Consigna. Retoma el texto sobre la televisión en el hogar y continúalo a partir de su última oración.

Texto proporcionado.
.....

Algún intelectual contemporáneo calificaba a la televisión como esa intrusa que no sólo entra a nuestras casas, sino que se posesiona del lugar central de ésta, o lo que es aún peor, de muchos de esos lugares centrales del hogar, dado que en muchas ocasiones son varias las “cajas idiotas” que poseemos, para que así cada quién vea la suya fomentando con este último hecho una mayor desconexión familiar e incomunicación y el desarrollo de tremendas formas de individualismo cerrado por no decir egoísmo.
Esa intrusa ya aposentada en nuestro hogar nos dice y nos presenta imágenes, palabras, simbolismos y contenidos comunicacionales que quizá si fueran pronunciados por algún amigo al que invitamos a nuestra casa a departir con la familia, podrían ser motivo de nuestro enojo al considerar que nuestra hospitalidad ha sido traicionada por la impertinencia de nuestro convidado; lo cual en el caso del televisor no obsta para que lo mantengamos no sólo en el lugar de privilegio en el que se encuentre, sino que además encendido y funcionando.

.....

(Datos de localización de puntos en imágenes)
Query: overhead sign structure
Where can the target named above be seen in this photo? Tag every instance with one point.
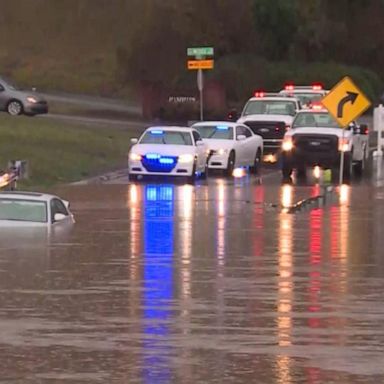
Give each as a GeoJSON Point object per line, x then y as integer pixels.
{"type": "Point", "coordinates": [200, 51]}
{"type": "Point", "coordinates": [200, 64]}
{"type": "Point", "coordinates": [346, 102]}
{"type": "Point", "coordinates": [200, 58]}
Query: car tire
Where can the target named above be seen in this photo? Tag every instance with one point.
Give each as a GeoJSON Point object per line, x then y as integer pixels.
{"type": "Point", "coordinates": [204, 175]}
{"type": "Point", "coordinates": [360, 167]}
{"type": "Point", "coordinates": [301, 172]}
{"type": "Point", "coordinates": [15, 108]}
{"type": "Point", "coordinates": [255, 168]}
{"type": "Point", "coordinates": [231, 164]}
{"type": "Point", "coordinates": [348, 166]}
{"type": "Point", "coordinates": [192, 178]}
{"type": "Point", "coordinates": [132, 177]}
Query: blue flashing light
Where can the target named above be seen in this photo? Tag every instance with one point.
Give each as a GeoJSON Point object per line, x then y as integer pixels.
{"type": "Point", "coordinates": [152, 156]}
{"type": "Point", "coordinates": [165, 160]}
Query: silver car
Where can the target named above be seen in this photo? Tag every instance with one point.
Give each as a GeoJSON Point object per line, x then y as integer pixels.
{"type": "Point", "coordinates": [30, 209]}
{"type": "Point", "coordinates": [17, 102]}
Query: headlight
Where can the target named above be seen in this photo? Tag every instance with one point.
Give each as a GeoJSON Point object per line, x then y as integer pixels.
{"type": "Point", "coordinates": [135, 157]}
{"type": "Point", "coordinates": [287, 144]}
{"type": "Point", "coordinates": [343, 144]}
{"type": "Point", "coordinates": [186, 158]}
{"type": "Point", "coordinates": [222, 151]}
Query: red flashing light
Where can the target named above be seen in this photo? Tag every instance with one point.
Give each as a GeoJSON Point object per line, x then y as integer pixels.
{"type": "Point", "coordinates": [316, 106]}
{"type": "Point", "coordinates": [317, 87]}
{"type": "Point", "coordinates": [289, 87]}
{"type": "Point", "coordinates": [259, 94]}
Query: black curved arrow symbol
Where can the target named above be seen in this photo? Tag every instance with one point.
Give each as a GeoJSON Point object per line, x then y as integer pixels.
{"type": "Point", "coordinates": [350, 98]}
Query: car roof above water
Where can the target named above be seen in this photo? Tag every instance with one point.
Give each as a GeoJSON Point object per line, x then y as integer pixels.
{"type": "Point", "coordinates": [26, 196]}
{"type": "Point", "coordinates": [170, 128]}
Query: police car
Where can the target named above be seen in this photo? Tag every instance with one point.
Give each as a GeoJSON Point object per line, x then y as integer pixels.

.....

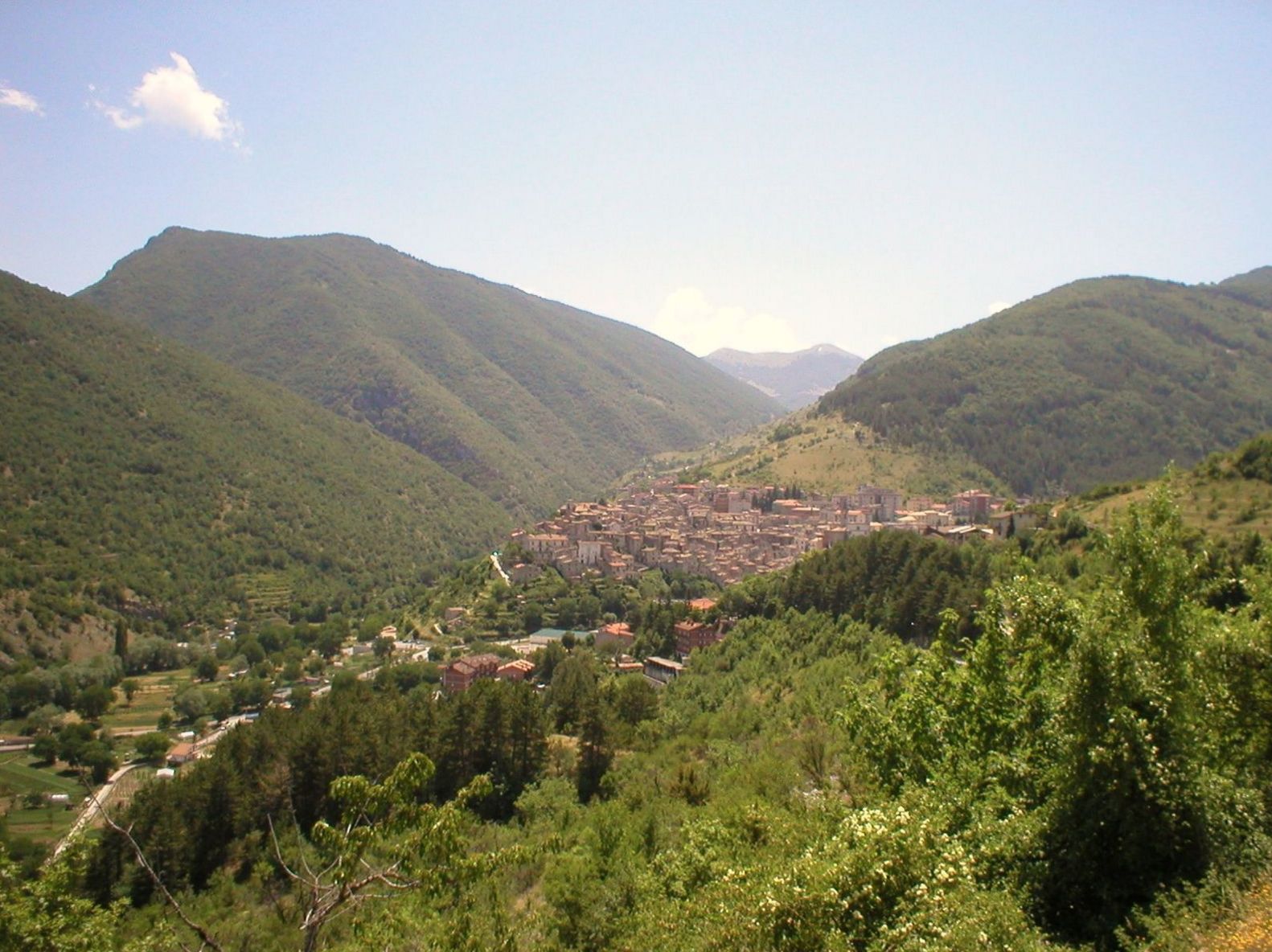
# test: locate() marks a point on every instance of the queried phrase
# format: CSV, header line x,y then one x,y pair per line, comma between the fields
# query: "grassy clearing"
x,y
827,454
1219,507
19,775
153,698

.....

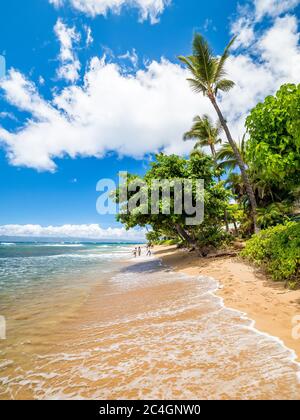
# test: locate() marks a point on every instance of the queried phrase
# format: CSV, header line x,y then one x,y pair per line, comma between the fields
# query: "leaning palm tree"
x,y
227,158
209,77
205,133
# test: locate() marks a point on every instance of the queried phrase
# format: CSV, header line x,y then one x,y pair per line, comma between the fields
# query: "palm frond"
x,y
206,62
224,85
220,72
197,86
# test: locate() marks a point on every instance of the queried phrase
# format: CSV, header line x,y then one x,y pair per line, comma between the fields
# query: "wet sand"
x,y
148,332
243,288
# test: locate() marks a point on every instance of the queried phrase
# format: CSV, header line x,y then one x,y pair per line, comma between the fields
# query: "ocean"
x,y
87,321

.....

Problema resuelto.
Y conste que ya no menciono a este respecto escenas verdaderamente procaces y violentas que en caso de llevarlas a cabo alguna pareja de amigos invitados motivaría no sólo la automática expulsión de nuestro hogar, sino inclusive el que llamásemos a una patrulla para que se los llevase a realizar sus actos obscenos o violentos en otro lugar, quizá ubicado detrás de unas rejas.
Existen familias que ya no pueden concebir la vida sin estar delante de la famosa cajita presentadora de imágenes y esto no es algo privativo de México sino que es fenómeno típico de nuestro tiempo; todo lo cual está provocando por una parte una inhibición de muchas de las potencialidades intelectuales y sobre todo volitivas de muchas personas que sólo saben recibir, recibir y recibir, sin ningún tipo de discriminación todos los contenidos comunicacionales que les plazcan a los productores televisivos. Y otra parte, este fenómeno social de nuestros días provoca una especie de uniformización de la manera de pensar o mejor dicho, de sentir, de gruesas capas de la sociedad.
Por ello el impacto de la televisión aunque quizá sea efímero, es decir, aunque al cabo del tiempo se diluya un contenido específico, logra sin embargo en el corto plazo; un efecto mucho más rotundo del que logran otros medios comunicacionales.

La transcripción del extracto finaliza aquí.